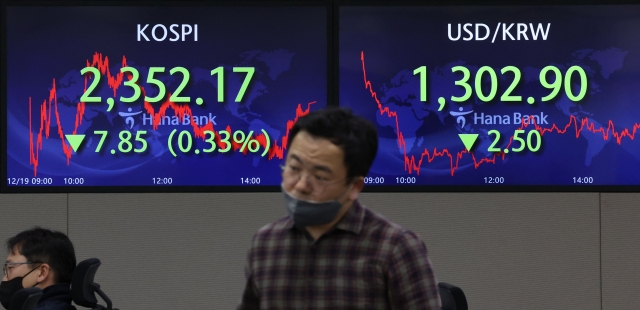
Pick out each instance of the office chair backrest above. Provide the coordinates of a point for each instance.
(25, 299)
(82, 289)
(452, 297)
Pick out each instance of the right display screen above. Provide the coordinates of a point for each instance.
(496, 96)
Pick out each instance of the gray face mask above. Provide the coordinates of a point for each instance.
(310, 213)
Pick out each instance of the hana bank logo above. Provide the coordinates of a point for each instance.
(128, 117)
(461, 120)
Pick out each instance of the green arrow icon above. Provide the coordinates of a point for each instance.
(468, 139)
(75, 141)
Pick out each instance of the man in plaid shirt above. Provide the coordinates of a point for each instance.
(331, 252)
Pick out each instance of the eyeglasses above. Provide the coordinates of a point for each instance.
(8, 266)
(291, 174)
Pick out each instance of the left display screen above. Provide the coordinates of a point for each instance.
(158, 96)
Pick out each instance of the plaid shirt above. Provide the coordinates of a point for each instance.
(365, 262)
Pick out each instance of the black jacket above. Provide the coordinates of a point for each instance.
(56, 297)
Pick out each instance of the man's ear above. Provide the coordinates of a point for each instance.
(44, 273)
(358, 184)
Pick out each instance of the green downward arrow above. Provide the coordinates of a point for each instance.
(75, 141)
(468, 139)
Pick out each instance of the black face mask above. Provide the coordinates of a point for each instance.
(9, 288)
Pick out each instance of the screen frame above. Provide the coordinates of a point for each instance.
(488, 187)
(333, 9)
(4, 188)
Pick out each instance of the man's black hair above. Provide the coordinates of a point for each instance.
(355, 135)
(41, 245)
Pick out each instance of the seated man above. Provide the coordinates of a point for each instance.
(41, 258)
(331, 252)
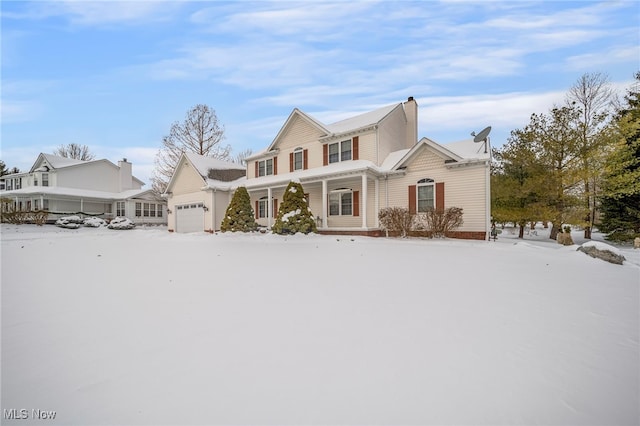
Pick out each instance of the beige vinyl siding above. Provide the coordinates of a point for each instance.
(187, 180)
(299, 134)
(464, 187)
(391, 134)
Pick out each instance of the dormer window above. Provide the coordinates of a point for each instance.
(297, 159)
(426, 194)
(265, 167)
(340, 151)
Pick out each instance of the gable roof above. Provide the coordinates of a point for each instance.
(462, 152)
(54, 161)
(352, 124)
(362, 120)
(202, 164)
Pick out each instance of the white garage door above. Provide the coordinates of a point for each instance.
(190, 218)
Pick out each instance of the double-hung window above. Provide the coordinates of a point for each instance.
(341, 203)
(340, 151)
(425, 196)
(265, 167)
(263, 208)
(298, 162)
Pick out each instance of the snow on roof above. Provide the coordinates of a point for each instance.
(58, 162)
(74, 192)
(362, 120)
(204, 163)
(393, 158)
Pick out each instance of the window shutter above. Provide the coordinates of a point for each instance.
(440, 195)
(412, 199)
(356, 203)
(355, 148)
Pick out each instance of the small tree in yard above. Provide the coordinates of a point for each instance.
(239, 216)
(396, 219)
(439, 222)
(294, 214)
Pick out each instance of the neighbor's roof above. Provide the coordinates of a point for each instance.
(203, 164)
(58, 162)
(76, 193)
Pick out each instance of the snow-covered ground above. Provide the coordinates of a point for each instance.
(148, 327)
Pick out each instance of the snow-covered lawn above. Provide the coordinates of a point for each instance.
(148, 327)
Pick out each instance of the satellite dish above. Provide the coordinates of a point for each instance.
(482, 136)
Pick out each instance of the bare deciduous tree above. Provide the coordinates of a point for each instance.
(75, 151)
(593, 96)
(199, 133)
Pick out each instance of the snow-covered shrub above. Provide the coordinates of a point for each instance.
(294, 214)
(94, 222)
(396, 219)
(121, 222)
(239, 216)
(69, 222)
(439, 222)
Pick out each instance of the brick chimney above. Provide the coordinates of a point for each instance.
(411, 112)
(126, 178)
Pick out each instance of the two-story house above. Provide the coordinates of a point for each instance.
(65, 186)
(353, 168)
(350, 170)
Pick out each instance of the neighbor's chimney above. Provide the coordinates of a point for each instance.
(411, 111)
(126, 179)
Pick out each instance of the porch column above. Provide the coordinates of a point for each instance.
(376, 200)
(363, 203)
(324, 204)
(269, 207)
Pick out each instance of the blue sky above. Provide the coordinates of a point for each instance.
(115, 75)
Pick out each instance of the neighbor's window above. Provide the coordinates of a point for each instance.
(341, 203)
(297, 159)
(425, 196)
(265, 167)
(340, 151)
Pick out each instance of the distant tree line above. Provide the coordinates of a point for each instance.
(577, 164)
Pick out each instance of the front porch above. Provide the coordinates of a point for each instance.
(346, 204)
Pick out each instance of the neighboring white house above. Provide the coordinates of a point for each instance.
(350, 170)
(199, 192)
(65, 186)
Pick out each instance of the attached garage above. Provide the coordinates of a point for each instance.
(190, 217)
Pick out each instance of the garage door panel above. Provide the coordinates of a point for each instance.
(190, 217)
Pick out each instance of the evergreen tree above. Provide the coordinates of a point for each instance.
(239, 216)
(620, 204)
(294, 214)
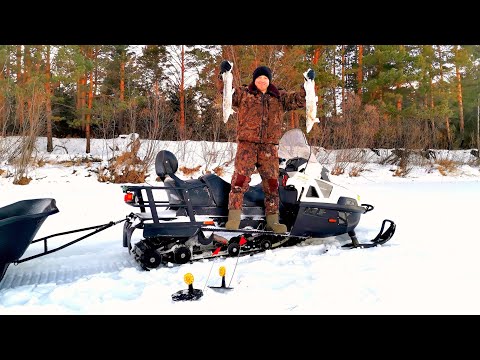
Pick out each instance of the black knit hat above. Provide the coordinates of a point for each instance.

#### Goal of the exercise
Everything in the data except the pictures must be transcribed exactly.

#### Finished task
Pick out each instance of the office chair backrest above. Provide the coordinates of a point for each instance.
(25, 299)
(82, 289)
(452, 297)
Pick out each instance of the right display screen above. Provide the coordinates of a point for each instance.
(496, 96)
Pick out each instance of the gray face mask above. Provide the coordinates of a point for each instance.
(310, 213)
Pick out each instance of the hana bank logo above. Provide the coordinates of a point for each instance.
(128, 117)
(461, 120)
Pick out each instance of the green arrow icon above. Provide the coordinates of a point for each instance.
(468, 139)
(75, 141)
Pick out each instance of the man in plaid shirt above. Provide the coordinates of a point for each instance.
(331, 252)
Pick out each instance of the eyeglasses above. Provide the coordinates of a point for each instance.
(8, 266)
(291, 174)
Pick out each instance of the left display screen above. Provide the coordinates of a point for each instance.
(158, 96)
Pick out each instance of the plaid shirt above. Provide the coordinates of a point for each instance.
(365, 262)
Pick out each instance of the black jacket above. Provide the coordinates of a point for each instance.
(56, 297)
Pick out each instance of the man's ear above. Provide the coordinates of a point for each instance.
(44, 273)
(358, 184)
Pick out each instance of the green downward arrow above. Provide the coordinates of a point for each instance.
(75, 141)
(468, 139)
Pick out each instance of the black face mask above. Provide the coordinates of a point for each instance.
(9, 288)
Pick out each instance of the screen frame above. Provide the coordinates of a point for each instance.
(488, 187)
(333, 9)
(4, 188)
Pick out each instance of the man's black hair above. Provide the coordinates of a point for each instance.
(355, 135)
(41, 245)
Pick out each instance of the seated man above. Provide the coordinates of a point for each instance.
(41, 258)
(331, 252)
Pick out each instance of the beige vinyl siding above. Provide the coordinates of a point for each instance.
(187, 180)
(299, 134)
(464, 187)
(391, 134)
Pick out each instance of the dormer window above. Provide the coordinates of a point for each instance.
(297, 159)
(426, 194)
(265, 167)
(340, 151)
Pick out each instance of the gable roof above. Provide the coordinates of a point for each instance.
(462, 152)
(54, 161)
(352, 124)
(362, 120)
(202, 164)
Pick out each instance of the white garage door above. Provide the coordinates of a point for each instance.
(190, 218)
Pick out each instance of the double-hung window above. Provide the coordinates of a point for each instance.
(341, 203)
(340, 151)
(425, 196)
(265, 167)
(263, 208)
(298, 162)
Pick out each instance of the snow on roof above. Provide the coordinates of a point for each instance.
(58, 162)
(74, 192)
(362, 120)
(204, 163)
(393, 158)
Pick out each instance of the window shutter above. Provide the coordinates of a point for each instance.
(440, 195)
(412, 199)
(356, 203)
(355, 148)
Pick out each instance of the small tree in yard above. Provide the coordinates of a point for each instance.
(239, 216)
(396, 219)
(439, 222)
(294, 214)
Pick out each instance of the neighbor's roof above. Provide the coordinates of a point for each instance.
(203, 164)
(58, 162)
(76, 193)
Pick out each instance of the snow-covered ground above. Provide the coordinates of a point for each instance.
(148, 327)
Pick out each instance of the snow-covered lawn above. Provide the coordinates of a point for each instance.
(148, 327)
Pick out each instance of the satellite dish above. Provide the coordinates of a point for each instance.
(482, 136)
Pick out each instance of the bare deciduous tree above. Provide the coordinates of a point for each instance.
(75, 151)
(593, 96)
(199, 133)
Pick out each instance of the snow-covered shrub above. Provide the coordinates of a point for each instance.
(294, 214)
(94, 222)
(396, 219)
(121, 222)
(239, 216)
(69, 222)
(439, 222)
Pick out each instance of the brick chimney above. Provide the coordinates of a point for each instance.
(411, 112)
(126, 178)
Pick out each instance of the two-story house above. Provide the coordinates of a point for each instance.
(65, 186)
(353, 168)
(350, 170)
Pick out each instance of the neighbor's chimney above. Provide the coordinates of a point for each instance.
(411, 111)
(126, 179)
Pick out each instance of the porch column above. Provide the coordinates of a point for each instance.
(376, 200)
(363, 203)
(324, 204)
(269, 207)
Pick out each instance of the blue sky above. Provide the coordinates of a point for each instance.
(115, 75)
Pick out each instance of the neighbor's window above. Provide the coordinates of a point for each instance.
(341, 203)
(297, 159)
(425, 196)
(265, 167)
(340, 151)
Pick out each instance of the distant tree line above. Provide the coordinates of a point for each instance.
(577, 164)
Pick out each instance of the front porch above. Provide the coordinates of a point for each instance.
(346, 204)
Pick out each instance of the neighboring white house above. Provide the coordinates of a point for each instance.
(350, 170)
(199, 192)
(65, 186)
Pick out each instance of the attached garage above. Provide the coordinates of a point for each instance.
(190, 217)
Pick out each instance of the garage door panel above. Provide the coordinates of a point for each instance.
(190, 217)
Pick out each instance of the evergreen tree above. Provide the coordinates of a point for each instance.
(239, 216)
(620, 204)
(294, 214)
Pick out each instance of the black knit hat above. Provide the coordinates of a point for each instance.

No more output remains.